Given records section start

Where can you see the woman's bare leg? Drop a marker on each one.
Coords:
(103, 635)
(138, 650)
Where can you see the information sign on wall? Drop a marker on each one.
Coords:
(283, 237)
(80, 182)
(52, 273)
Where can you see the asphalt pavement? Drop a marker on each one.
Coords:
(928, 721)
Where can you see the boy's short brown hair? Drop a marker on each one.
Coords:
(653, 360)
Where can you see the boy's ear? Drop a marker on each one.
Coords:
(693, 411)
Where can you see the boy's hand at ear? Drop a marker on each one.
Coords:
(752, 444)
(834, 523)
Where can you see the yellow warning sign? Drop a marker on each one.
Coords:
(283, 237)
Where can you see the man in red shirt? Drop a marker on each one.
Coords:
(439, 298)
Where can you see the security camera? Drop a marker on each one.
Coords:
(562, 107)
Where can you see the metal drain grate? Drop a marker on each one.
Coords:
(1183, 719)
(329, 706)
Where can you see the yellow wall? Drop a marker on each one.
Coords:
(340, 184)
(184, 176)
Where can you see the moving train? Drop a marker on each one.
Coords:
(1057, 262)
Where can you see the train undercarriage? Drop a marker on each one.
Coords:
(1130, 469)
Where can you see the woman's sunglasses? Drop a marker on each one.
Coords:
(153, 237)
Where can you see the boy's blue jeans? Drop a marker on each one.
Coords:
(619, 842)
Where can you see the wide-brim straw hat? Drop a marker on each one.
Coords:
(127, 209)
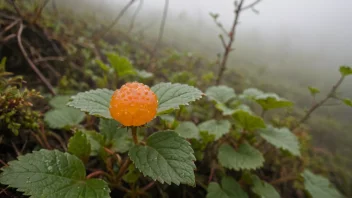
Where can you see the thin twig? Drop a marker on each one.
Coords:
(18, 153)
(31, 64)
(283, 180)
(228, 47)
(162, 26)
(49, 58)
(123, 169)
(11, 25)
(59, 139)
(96, 173)
(331, 94)
(39, 11)
(12, 2)
(116, 155)
(38, 139)
(133, 20)
(134, 135)
(250, 5)
(116, 20)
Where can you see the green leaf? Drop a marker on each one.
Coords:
(246, 157)
(217, 128)
(121, 65)
(248, 121)
(167, 118)
(263, 189)
(118, 139)
(272, 101)
(187, 130)
(224, 109)
(95, 102)
(144, 74)
(171, 96)
(229, 189)
(103, 66)
(345, 70)
(59, 101)
(167, 157)
(52, 174)
(64, 117)
(79, 146)
(313, 91)
(347, 101)
(281, 138)
(220, 94)
(318, 186)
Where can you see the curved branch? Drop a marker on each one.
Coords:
(31, 64)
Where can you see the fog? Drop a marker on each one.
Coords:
(290, 38)
(286, 34)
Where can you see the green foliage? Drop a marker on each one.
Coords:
(318, 186)
(251, 93)
(345, 70)
(94, 102)
(52, 174)
(248, 121)
(245, 158)
(313, 91)
(263, 189)
(116, 138)
(121, 65)
(59, 101)
(16, 113)
(132, 175)
(215, 128)
(224, 109)
(79, 146)
(144, 74)
(272, 101)
(220, 94)
(96, 141)
(64, 117)
(187, 130)
(171, 96)
(281, 138)
(229, 189)
(167, 158)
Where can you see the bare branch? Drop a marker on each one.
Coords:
(228, 47)
(314, 107)
(12, 2)
(135, 15)
(250, 5)
(116, 20)
(162, 26)
(31, 64)
(39, 11)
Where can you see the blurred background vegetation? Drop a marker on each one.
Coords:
(73, 37)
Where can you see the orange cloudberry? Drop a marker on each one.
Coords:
(134, 104)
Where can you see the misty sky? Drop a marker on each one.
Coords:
(314, 26)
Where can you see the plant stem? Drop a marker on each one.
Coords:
(123, 169)
(134, 135)
(96, 173)
(331, 94)
(228, 47)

Given records section end

## How to complete this task
Which lines above hold the string "branch"? Copy each of them.

## Solution to the exercise
Where can you see the curved branch? Drop a marker on each one.
Where can you see the bare branch? Drop a marker on each one.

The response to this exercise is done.